> Job
Write out the material again word for word, dropping any images it holds.

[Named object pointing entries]
▬▬▬▬▬▬▬▬▬▬

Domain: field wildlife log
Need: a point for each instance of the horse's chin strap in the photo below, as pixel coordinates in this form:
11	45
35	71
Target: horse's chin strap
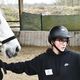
8	39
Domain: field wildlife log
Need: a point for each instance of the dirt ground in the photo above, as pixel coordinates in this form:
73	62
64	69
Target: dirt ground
26	53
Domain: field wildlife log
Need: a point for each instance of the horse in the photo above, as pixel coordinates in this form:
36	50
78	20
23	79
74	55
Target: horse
10	44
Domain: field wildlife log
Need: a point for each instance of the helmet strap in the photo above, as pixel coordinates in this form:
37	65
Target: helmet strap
56	47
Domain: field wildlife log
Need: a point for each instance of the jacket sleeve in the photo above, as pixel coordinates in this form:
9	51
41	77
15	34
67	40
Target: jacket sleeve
30	67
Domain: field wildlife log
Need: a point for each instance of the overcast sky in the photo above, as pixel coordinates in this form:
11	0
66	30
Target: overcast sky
27	1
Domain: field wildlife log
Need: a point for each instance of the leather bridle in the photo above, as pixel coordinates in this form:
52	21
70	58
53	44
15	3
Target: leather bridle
8	39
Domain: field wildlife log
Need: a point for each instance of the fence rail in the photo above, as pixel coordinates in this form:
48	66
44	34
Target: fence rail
40	38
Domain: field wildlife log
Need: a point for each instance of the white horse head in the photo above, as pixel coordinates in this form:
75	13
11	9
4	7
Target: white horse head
10	45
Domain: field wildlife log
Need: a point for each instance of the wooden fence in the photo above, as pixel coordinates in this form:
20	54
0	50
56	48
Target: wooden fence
40	38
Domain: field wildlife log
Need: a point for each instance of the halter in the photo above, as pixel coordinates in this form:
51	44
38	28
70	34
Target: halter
8	39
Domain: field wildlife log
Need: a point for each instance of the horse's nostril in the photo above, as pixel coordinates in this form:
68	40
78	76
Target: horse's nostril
17	49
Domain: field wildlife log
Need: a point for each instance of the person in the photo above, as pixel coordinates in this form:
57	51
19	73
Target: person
56	63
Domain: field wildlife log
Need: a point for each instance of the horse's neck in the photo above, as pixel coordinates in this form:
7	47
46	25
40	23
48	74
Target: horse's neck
5	30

▬▬▬▬▬▬▬▬▬▬

> Task result
Domain: field wildlife log
Need: a point for each instance of the horse's chin strap in the photo below, as pixel coordinates in this form:
11	45
35	71
Target: horse's chin strap
8	39
Domain: field wildlife log
Need: a point for each instance of the dirt ground in the photo above, as pixel coordinates in this form:
73	62
64	69
Target: dirt ground
26	53
Domain: field wildlife log
Need: a point for each instance of the horse in the photo above, as pixel coordinates in this form:
36	50
78	20
23	79
74	55
Target: horse
10	44
Domain: field wildlife log
Need: a point for each instance of the helmet strap in the photo above, as pixel coordinates in this form:
37	65
Target: helmet strap
56	47
Domain: field wildlife log
Need: a point for each instance of the jacket sleeve in the photo above, as pixel coordinates in this form:
9	51
41	77
15	34
67	40
Target: jacket sleeve
30	67
Domain: field wildlife log
Need: a point for each instance of the overcast sky in the photo above, as pixel coordinates in this form:
11	0
66	30
Target: overcast sky
27	1
Domain: field wildlife log
Need: a point for each instance of the leather bridle in the photo above, as pixel coordinates in this form:
52	21
70	58
53	44
15	3
Target: leather bridle
8	39
Domain: field wildlife log
Need: a point for each instance of the fence rail in the photo above, as pixel coordinates in this form:
48	66
44	34
Target: fence rail
40	38
Domain: field wildlife log
Need: a point for each instance of the white horse head in the photo above, as pixel coordinates in this form:
75	13
11	9
4	7
Target: white horse head
10	45
Domain: field wildlife log
Need: a point for each instance of the wooden fence in the photo above, as pixel coordinates in this form:
20	54
0	50
56	48
Target: wooden fence
40	38
Domain: field wildlife log
Need: a point for each instance of the halter in the photo above, as pixel coordinates in this form:
51	44
38	28
70	34
Target: halter
8	39
Domain: field wildlife log
Need: a point for each instance of the horse's nostril in the photo above, as pixel coordinates in this form:
68	40
78	76
Target: horse's nostril
17	49
Domain: field wildlife log
Need: a point for each instance of the person in the photo above, as pixel coordinates in this form:
57	51
19	73
Target: person
56	63
Domain: field wildlife log
Need: a point for each instance of the horse's neck in the photo above, as pixel coordinates in this form:
7	47
46	25
40	23
48	74
Target: horse's neck
5	30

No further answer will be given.